• EXERCISE PROMPT:
From the passage below about the film Wahan Ke Log, list every character named in its Plot section.

• READING PASSAGE:

+ + + +

Wahan Ke Log () is a 1967 Hindi science fiction film. Directed by Nisar Ahmed Ansari, the film stars Pradeep Kumar, Tanuja,  Johnny Walker. One of the earliest sci-fi films made in India, it tells the story of a supposed martial threat on India by aliens from outer space intending to rob the rich of their diamonds. Made on a low budget, the film was promoted with the tagline "The strange visitors from Mars are on the way".

Plot
Agent Rakesh is assigned by Chief Sheikh of the Central Intelligence Service to investigate the murder case of Dinanath from Karolbagh, with speculation of a possible involvement of aliens from Mars. Rakesh, who lives with his mother and is to marry Anita, embarks on a journey to Bombay along with private detective Neelkanth, from Blue Bird Detective Agency.

+ + + +

• MATERIAL SHOWN:

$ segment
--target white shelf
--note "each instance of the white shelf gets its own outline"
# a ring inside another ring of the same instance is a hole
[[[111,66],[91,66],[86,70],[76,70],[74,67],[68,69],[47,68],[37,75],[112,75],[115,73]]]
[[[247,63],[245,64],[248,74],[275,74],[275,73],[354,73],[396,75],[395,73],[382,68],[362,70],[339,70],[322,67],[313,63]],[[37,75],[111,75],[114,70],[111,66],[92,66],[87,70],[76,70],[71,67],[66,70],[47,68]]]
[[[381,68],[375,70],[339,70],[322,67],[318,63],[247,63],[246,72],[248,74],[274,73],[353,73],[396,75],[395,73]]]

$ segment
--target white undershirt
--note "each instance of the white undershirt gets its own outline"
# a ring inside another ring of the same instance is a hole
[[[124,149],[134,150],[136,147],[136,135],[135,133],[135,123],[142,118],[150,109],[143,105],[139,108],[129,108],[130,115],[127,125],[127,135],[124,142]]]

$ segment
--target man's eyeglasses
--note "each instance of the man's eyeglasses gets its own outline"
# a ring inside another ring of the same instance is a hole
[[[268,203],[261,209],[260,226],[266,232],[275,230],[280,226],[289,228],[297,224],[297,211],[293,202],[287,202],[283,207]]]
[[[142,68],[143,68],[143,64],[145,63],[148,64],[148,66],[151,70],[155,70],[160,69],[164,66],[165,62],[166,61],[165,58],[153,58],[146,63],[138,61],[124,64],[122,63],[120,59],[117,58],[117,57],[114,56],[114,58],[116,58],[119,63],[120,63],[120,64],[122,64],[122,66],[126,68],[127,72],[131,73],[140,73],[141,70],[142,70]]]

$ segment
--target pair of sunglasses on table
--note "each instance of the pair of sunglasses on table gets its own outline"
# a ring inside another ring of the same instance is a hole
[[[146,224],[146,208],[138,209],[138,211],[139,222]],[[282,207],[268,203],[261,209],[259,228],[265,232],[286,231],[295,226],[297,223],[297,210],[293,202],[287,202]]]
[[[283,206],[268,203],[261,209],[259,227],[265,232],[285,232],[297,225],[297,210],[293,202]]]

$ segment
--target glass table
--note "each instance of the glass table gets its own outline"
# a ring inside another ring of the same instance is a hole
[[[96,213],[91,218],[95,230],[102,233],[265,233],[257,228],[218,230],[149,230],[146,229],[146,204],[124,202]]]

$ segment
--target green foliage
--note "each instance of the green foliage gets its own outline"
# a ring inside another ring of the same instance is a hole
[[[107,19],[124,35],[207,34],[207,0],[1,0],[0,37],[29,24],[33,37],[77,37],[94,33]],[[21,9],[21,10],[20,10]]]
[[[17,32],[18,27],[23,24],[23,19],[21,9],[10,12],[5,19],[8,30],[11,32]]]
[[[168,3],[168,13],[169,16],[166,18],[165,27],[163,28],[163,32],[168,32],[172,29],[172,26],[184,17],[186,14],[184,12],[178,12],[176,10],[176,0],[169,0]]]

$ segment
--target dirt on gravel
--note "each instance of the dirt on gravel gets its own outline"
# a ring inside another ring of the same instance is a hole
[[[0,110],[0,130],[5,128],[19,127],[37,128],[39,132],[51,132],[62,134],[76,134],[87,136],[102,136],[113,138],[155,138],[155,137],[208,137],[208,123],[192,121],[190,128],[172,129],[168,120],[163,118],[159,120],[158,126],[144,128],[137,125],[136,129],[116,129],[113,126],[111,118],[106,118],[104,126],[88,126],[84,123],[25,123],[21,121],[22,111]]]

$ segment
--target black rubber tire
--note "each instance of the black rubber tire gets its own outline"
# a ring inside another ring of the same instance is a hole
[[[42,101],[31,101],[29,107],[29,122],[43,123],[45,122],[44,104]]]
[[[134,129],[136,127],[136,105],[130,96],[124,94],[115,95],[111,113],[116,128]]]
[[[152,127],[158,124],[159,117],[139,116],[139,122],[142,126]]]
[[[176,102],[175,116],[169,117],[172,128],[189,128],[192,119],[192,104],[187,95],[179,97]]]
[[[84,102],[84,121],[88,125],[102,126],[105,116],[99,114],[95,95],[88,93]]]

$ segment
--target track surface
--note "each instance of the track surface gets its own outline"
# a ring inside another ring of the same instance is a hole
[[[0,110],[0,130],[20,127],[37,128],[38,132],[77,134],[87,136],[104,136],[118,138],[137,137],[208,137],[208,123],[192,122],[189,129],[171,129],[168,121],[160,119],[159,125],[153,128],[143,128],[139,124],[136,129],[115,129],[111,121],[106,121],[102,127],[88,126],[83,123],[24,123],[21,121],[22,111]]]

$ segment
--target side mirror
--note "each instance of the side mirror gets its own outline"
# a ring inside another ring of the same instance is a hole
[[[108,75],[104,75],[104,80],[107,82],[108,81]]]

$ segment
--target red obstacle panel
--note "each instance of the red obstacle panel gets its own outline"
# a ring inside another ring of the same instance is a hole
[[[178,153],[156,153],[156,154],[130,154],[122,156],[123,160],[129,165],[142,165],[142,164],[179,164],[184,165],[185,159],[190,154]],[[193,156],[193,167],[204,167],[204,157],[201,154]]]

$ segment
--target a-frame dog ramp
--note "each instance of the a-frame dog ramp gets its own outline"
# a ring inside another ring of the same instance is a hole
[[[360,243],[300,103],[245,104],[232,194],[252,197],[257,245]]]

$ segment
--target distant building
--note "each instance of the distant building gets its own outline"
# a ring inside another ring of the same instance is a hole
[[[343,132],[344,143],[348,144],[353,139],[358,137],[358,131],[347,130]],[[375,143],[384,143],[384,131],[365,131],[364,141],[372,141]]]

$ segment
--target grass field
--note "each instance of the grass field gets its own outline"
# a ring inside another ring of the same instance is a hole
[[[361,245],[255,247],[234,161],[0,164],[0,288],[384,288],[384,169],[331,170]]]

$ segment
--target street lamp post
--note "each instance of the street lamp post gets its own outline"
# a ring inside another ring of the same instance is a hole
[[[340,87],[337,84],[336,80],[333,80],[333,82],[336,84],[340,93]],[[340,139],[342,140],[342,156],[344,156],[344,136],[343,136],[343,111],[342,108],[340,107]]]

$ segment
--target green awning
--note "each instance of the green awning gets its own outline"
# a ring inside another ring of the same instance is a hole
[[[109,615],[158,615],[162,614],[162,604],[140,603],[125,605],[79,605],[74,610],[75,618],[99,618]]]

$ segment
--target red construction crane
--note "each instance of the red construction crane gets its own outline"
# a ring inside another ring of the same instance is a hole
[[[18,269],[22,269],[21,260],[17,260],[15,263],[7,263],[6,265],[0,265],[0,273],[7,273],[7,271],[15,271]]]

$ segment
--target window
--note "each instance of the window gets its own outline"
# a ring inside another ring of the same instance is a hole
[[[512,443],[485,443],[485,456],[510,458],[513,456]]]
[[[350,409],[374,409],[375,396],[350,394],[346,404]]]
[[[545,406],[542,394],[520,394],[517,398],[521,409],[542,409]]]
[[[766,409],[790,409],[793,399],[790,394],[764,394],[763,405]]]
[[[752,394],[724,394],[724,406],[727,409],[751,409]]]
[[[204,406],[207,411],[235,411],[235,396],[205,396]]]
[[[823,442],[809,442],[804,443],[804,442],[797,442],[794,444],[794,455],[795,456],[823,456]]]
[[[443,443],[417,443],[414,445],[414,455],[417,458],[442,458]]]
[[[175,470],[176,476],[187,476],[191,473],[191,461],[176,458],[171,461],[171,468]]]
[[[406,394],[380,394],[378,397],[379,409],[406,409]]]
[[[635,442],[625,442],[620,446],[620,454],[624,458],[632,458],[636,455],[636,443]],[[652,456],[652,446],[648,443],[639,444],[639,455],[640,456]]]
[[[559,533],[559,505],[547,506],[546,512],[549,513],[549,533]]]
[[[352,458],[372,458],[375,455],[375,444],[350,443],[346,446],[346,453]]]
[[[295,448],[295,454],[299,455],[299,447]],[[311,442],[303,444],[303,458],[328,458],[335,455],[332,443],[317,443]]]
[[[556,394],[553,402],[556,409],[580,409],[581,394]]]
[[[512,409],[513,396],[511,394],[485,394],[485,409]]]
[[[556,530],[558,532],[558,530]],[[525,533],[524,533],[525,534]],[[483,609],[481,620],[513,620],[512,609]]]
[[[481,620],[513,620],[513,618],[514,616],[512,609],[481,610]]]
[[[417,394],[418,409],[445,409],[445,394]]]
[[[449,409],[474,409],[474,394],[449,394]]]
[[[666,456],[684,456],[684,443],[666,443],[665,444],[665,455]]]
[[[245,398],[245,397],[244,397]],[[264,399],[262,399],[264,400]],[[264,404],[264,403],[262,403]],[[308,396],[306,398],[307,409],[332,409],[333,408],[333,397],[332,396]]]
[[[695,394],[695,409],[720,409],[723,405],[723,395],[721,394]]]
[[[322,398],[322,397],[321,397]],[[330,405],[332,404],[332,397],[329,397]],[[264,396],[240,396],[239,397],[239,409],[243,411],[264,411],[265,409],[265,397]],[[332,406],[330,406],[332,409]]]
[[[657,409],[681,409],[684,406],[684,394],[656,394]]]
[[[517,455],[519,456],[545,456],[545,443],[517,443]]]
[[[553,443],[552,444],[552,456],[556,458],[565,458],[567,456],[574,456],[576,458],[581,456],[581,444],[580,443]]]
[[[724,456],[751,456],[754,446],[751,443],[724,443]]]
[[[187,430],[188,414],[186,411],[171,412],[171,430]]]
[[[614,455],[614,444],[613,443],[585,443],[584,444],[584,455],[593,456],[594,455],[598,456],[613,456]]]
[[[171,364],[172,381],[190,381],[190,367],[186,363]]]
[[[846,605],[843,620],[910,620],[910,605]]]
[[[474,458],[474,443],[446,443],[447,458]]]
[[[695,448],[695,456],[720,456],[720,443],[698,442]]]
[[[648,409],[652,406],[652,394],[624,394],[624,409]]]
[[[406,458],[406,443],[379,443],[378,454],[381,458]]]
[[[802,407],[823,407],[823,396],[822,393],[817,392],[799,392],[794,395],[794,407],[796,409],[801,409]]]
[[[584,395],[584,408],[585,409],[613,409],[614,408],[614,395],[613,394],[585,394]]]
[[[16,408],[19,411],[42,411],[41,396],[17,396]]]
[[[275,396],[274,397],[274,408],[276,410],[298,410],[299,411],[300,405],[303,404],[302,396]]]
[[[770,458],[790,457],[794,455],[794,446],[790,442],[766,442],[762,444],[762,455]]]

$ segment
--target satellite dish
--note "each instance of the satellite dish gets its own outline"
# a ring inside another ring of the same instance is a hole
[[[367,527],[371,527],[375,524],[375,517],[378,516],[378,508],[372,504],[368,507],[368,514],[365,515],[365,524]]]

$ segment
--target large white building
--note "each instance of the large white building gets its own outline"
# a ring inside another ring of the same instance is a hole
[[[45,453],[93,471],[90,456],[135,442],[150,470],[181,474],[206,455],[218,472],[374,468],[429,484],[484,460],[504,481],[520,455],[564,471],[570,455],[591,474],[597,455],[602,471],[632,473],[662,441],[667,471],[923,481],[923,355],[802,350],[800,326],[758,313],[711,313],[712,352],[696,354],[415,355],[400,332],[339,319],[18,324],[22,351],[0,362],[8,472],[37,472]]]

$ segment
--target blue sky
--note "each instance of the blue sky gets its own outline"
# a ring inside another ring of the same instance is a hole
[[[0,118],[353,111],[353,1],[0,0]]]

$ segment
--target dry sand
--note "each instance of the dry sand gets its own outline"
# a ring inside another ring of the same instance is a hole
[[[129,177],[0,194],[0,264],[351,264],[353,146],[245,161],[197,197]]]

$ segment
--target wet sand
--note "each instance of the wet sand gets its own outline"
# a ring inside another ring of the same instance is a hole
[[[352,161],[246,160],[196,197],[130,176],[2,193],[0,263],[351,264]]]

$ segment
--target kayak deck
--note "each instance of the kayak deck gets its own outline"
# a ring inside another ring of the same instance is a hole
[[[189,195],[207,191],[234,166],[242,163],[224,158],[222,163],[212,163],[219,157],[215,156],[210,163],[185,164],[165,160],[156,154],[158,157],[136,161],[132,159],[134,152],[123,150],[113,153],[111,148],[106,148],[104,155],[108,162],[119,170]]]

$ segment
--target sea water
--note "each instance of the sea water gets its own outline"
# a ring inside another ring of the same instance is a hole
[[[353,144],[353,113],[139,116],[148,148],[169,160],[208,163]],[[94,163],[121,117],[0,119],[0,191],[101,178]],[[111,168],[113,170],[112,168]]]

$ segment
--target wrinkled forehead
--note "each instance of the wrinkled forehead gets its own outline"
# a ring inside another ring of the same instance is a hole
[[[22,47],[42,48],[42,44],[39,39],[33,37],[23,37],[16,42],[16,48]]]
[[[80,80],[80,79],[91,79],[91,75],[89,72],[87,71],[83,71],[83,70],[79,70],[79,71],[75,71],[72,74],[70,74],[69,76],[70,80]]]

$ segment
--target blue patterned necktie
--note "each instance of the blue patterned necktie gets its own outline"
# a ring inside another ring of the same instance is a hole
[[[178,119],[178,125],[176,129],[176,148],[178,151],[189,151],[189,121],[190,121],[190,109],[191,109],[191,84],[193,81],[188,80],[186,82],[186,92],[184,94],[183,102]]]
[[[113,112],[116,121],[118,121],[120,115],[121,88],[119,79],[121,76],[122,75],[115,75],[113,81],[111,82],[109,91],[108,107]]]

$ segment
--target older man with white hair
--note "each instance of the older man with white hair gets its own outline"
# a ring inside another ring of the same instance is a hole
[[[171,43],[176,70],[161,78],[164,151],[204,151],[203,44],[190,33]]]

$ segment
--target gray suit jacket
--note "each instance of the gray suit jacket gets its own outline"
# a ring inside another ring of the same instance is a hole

+ + + +

• OUTPUT BELOW:
Rakesh, Sheikh, Dinanath, Anita, Neelkanth